## begin RECORDS FOR THE EXERCISE
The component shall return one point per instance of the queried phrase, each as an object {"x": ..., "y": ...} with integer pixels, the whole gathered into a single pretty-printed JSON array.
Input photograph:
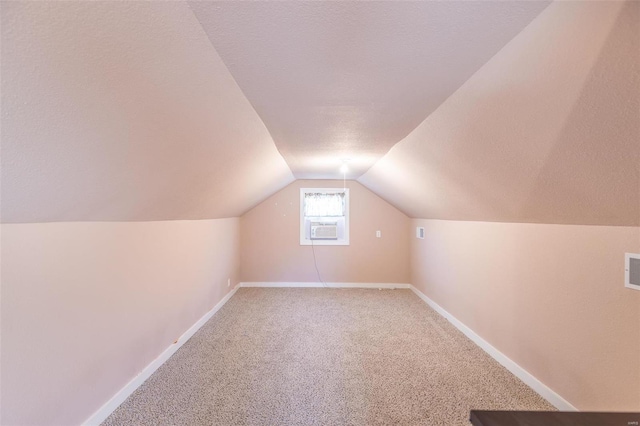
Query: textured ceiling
[
  {"x": 347, "y": 80},
  {"x": 124, "y": 111},
  {"x": 478, "y": 110},
  {"x": 547, "y": 131}
]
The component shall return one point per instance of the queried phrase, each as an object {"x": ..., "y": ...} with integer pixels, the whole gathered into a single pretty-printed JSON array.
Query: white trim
[
  {"x": 319, "y": 284},
  {"x": 110, "y": 406},
  {"x": 535, "y": 384},
  {"x": 339, "y": 242}
]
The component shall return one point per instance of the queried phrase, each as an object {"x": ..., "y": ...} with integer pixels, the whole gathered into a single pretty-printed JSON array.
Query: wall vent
[{"x": 632, "y": 270}]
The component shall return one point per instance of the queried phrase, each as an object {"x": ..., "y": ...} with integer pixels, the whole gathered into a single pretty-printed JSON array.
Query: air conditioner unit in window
[{"x": 324, "y": 230}]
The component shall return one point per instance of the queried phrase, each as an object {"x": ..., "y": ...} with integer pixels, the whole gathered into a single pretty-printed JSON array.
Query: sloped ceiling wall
[
  {"x": 348, "y": 79},
  {"x": 548, "y": 131},
  {"x": 124, "y": 111}
]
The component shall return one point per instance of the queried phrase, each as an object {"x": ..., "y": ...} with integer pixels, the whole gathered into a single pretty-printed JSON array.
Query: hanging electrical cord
[{"x": 315, "y": 263}]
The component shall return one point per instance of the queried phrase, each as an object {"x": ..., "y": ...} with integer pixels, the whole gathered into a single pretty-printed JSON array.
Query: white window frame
[{"x": 304, "y": 241}]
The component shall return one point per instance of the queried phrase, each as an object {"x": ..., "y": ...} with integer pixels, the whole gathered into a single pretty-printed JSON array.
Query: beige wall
[
  {"x": 271, "y": 250},
  {"x": 550, "y": 297},
  {"x": 86, "y": 306}
]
## end RECORDS FOR THE EXERCISE
**DIRECTION**
Copy the listing over exactly, skipping the pictures it holds.

**OUTPUT OF THE EXERCISE**
The component shall return one point per instance of the queried phrase, each as an object {"x": ..., "y": ...} with integer pixels, the whole gathered into a single pretty-printed JSON array.
Input photograph:
Query: textured ceiling
[
  {"x": 347, "y": 80},
  {"x": 124, "y": 111},
  {"x": 478, "y": 110},
  {"x": 547, "y": 131}
]
The component shall return one point per instance of the queried phrase, each as an object {"x": ..., "y": ...} with integer pixels, the whole gathered into a single pretty-printed JSON array.
Query: white trim
[
  {"x": 319, "y": 284},
  {"x": 110, "y": 406},
  {"x": 535, "y": 384},
  {"x": 339, "y": 242}
]
The component shall return one point per instance of the queried phrase, each as an object {"x": ..., "y": ...} with integer pixels, the whole gathered into a single pretty-printed JSON array.
Query: wall vent
[{"x": 632, "y": 270}]
The component shall return one point per instance of the queried phrase, each as an object {"x": ..., "y": ...} with integer pixels, the whole gathered into a single pretty-printed JSON array.
Query: air conditioner unit in window
[{"x": 324, "y": 230}]
The component shall return one point per instance of the queried phrase, each as an object {"x": ..., "y": ...} with integer pixels, the whole gathered into a single pretty-printed JSON array.
Query: sloped ceiling wall
[
  {"x": 348, "y": 79},
  {"x": 548, "y": 131},
  {"x": 124, "y": 111}
]
The component shall return one point per instance of the queried phrase, each as an object {"x": ..., "y": ...} with integer pixels, the whole gathered into a single pretty-printed JSON array.
Query: hanging electrical cord
[{"x": 315, "y": 263}]
The component shall return one point per instance of the queried phrase, each as an object {"x": ..., "y": ...} with integer pixels, the whole gathered into a single pretty-printed JSON array.
Query: white window frame
[{"x": 304, "y": 241}]
The component shall return one point per instance of the queried phrase, each as an object {"x": ..., "y": ...} with integer pixels, the whole gathered into a single pretty-printed JSON array.
Query: beige wall
[
  {"x": 271, "y": 250},
  {"x": 550, "y": 297},
  {"x": 86, "y": 306}
]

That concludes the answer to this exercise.